» **What you need to do**
Every entry is to be transcribed as it stands. Images stay out.

Point-per-instance localization data
──────
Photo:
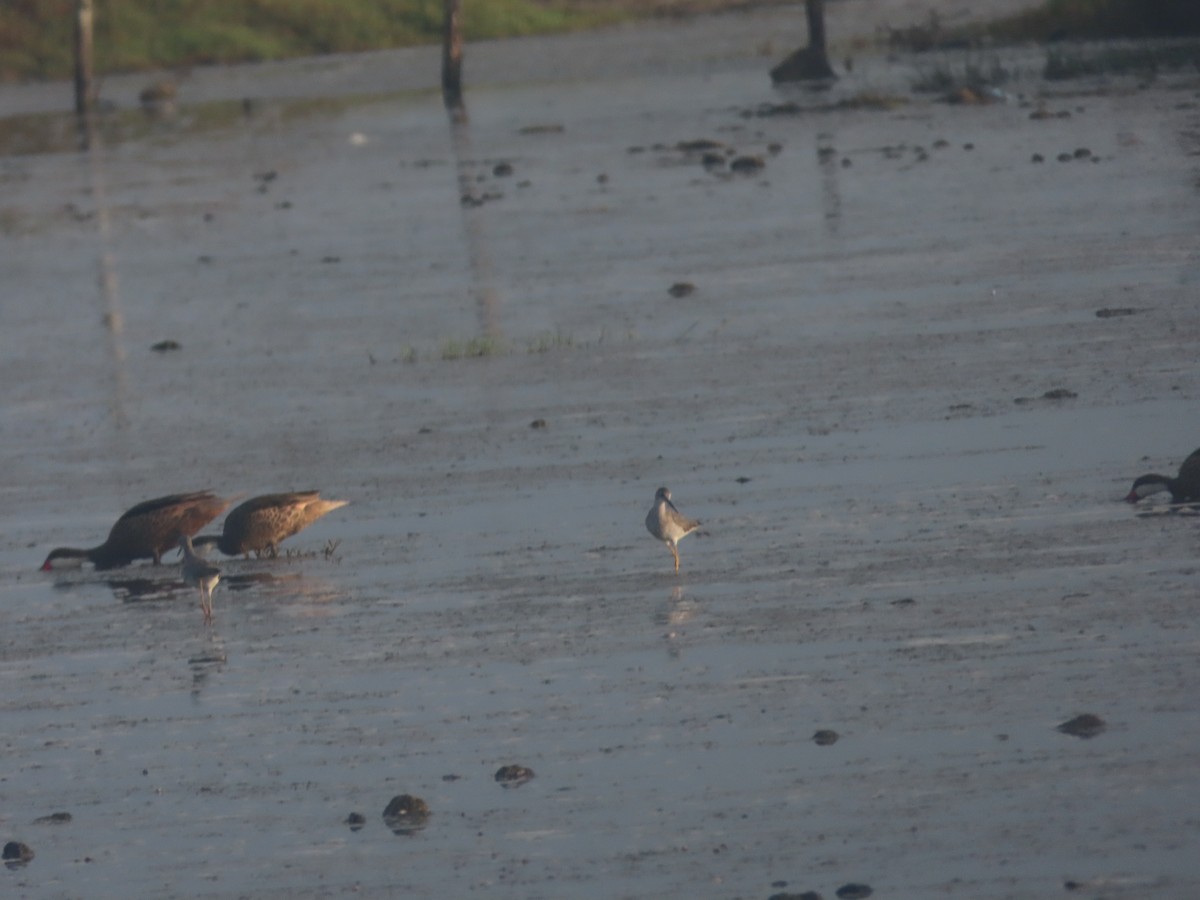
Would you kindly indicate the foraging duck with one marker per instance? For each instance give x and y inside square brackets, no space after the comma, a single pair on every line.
[667,523]
[148,531]
[1185,487]
[199,573]
[262,523]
──────
» **Exercise solution**
Photo:
Would you kindly indicate the foraging duck with one marker per instance? For each instance give x and y inside square brackets, no space after the comma, a single pair on every line.
[667,523]
[148,531]
[1185,487]
[199,573]
[262,523]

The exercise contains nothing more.